### [Challenge]
In the records, starting at the line containing "Reviewer note: check that every instance of the brown rock" and ending at the last line, replace "metal railing" with "steel railing" and give those lines back with nothing else changed. Omit the picture line from your answer.

>> Begin Record extracts

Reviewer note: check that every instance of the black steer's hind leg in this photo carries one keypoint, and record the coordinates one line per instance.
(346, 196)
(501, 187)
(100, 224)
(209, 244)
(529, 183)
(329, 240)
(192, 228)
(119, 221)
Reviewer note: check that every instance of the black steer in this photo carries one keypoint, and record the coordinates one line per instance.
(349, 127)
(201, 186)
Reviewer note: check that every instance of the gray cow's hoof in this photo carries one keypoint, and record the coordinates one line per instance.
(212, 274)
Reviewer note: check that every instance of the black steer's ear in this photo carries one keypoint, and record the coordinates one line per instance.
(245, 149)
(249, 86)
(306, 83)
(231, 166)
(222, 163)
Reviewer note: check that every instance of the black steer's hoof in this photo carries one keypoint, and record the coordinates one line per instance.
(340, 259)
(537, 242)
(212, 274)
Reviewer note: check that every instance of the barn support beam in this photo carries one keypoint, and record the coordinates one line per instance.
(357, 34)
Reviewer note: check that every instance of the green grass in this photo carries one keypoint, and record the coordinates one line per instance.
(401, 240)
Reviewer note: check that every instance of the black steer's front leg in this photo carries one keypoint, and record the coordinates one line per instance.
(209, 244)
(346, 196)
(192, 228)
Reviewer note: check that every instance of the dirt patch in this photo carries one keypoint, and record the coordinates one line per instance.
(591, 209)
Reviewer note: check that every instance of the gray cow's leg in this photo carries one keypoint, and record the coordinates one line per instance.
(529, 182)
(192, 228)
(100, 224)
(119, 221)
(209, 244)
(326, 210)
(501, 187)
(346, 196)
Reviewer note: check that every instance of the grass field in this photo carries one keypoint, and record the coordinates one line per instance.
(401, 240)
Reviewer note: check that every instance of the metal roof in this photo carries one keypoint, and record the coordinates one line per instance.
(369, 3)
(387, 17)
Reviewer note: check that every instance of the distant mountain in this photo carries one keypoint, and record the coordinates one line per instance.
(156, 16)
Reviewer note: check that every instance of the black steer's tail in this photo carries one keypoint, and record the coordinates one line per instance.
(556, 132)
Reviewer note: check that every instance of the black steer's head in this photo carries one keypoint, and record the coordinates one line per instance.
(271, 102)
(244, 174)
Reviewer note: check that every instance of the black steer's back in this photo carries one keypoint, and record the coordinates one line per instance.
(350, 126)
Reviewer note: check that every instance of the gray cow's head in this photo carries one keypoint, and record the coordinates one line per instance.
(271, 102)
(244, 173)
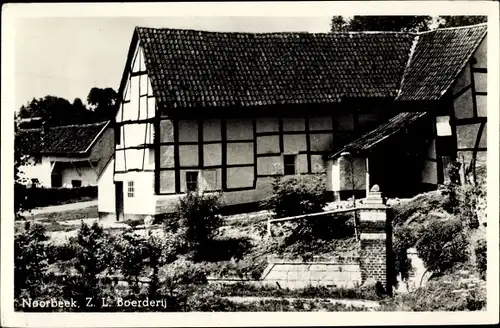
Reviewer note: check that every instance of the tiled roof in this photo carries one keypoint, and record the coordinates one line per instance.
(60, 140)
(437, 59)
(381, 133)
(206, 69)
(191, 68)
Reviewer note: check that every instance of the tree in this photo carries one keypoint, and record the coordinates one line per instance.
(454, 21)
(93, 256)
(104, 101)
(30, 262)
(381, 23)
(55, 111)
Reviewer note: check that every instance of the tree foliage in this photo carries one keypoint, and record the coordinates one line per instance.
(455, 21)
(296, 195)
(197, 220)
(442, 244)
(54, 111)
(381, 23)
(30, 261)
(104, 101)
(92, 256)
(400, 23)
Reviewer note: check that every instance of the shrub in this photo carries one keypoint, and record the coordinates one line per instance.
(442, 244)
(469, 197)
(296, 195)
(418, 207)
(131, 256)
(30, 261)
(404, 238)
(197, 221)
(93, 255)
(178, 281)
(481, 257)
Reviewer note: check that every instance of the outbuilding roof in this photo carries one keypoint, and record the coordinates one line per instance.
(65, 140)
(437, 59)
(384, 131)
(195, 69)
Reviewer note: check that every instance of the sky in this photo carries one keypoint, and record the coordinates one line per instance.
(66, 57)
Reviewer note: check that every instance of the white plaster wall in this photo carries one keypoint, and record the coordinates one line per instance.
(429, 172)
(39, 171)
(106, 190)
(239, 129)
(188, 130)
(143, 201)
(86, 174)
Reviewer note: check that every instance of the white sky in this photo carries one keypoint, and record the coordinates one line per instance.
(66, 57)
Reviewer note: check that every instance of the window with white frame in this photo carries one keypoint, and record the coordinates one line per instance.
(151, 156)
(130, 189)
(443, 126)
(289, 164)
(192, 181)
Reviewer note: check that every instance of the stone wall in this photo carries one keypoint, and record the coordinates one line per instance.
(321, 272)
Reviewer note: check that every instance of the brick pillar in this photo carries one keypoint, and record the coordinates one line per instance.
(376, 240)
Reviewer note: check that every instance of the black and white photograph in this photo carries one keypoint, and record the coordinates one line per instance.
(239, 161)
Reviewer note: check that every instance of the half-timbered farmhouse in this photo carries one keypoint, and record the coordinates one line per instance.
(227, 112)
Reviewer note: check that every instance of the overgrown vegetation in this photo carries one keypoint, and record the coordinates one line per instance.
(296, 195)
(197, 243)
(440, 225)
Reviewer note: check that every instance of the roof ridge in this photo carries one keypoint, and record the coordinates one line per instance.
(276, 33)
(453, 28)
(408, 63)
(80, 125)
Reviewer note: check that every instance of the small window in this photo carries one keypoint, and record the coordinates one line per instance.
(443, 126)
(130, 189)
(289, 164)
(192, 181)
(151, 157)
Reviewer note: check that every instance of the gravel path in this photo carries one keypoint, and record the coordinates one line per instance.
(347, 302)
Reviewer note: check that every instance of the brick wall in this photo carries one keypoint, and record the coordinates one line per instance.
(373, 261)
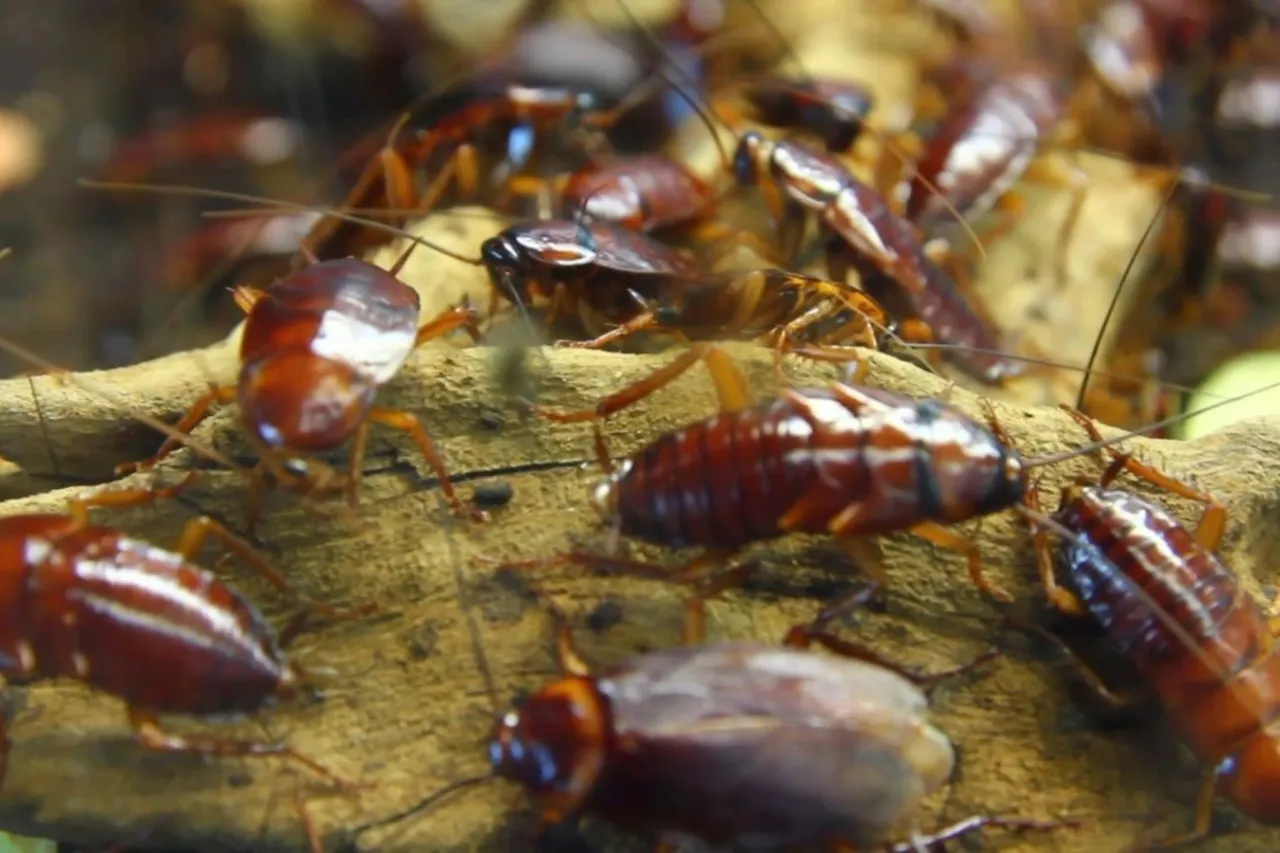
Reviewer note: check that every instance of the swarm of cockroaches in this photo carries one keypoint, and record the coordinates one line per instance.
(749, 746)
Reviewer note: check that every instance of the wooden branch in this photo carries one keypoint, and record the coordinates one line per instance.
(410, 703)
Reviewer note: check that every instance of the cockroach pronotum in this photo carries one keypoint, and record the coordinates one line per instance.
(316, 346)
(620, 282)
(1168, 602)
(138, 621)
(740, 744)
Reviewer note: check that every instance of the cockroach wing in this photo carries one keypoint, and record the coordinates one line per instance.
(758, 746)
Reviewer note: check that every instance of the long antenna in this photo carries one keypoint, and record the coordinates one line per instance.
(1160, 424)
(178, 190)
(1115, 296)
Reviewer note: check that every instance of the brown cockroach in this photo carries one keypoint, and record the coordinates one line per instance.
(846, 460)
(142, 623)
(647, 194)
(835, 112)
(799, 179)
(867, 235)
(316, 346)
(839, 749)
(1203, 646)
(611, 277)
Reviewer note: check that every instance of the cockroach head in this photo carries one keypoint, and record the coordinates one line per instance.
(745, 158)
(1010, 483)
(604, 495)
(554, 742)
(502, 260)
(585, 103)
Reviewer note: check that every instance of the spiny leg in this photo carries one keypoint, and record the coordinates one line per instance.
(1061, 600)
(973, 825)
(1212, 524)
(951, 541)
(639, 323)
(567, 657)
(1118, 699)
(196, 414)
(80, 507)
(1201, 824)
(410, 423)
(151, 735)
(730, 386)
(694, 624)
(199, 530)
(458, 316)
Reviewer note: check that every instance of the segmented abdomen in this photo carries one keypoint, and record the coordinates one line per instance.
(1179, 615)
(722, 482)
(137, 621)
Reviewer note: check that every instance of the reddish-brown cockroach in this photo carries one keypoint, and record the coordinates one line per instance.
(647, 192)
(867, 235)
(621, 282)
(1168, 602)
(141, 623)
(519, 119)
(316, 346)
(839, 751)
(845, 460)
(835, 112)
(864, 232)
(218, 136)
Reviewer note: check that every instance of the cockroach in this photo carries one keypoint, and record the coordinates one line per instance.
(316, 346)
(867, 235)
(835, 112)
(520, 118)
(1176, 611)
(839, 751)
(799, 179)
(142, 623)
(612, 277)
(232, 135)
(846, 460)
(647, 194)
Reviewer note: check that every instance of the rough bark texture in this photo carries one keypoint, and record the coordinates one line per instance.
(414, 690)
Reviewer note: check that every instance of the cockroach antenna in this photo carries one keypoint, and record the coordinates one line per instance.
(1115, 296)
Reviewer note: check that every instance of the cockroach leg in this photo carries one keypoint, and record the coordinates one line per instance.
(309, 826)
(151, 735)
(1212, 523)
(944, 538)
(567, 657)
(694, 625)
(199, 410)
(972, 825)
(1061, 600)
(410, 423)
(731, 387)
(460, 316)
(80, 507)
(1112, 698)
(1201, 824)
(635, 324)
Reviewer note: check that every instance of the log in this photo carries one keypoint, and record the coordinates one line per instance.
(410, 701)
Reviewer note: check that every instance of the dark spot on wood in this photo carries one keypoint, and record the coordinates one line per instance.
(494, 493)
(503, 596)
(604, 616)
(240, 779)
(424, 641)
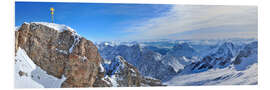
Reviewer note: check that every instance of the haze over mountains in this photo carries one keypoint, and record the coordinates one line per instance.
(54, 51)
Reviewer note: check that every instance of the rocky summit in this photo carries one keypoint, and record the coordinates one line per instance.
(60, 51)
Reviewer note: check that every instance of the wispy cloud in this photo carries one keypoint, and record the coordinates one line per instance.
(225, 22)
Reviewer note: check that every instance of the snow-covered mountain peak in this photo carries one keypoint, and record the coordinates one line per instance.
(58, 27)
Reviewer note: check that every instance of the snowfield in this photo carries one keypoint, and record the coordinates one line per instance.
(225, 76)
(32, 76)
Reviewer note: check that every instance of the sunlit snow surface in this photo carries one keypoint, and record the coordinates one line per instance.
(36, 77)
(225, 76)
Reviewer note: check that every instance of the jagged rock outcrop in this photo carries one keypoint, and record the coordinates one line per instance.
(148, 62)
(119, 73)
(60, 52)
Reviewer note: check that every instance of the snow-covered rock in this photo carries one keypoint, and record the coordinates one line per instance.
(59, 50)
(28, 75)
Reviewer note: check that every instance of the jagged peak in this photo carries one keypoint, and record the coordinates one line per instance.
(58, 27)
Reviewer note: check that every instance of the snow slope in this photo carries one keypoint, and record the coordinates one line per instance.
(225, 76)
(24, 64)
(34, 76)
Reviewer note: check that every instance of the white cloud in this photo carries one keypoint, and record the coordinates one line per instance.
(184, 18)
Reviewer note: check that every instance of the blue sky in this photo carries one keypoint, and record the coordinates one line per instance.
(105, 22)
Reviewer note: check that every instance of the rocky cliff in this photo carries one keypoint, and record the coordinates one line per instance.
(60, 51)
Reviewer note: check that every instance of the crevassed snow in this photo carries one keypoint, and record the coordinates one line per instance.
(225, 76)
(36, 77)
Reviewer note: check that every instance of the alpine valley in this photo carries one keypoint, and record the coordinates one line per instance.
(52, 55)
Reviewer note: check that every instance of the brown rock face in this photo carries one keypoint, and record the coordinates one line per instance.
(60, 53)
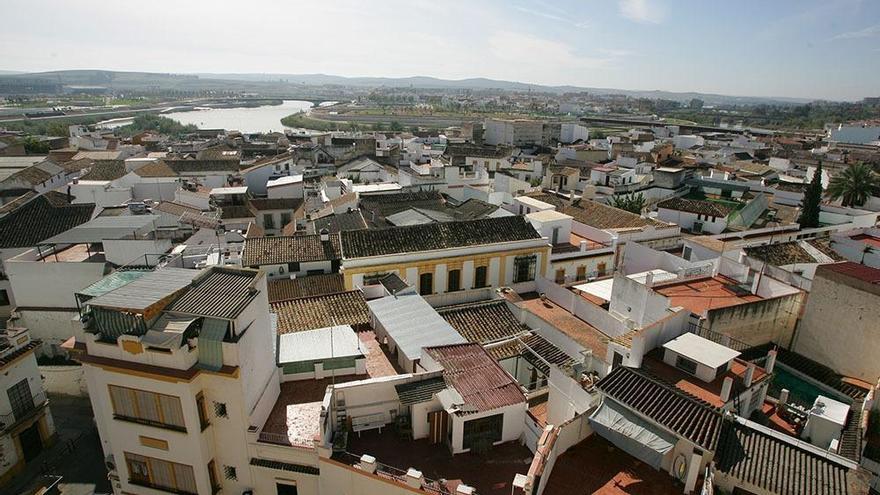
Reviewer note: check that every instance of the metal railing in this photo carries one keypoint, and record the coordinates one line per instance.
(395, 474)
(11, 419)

>> End Record extracts

### [The reply]
Reviewer note: check that every instance of the brown rock face in this photo carries one keypoint, and record the coordinates one line per instance.
(60, 53)
Reviewer note: check that every instance of the steel railing in this photo carries one keypoint, and record the coordinates one line per instance.
(395, 474)
(11, 419)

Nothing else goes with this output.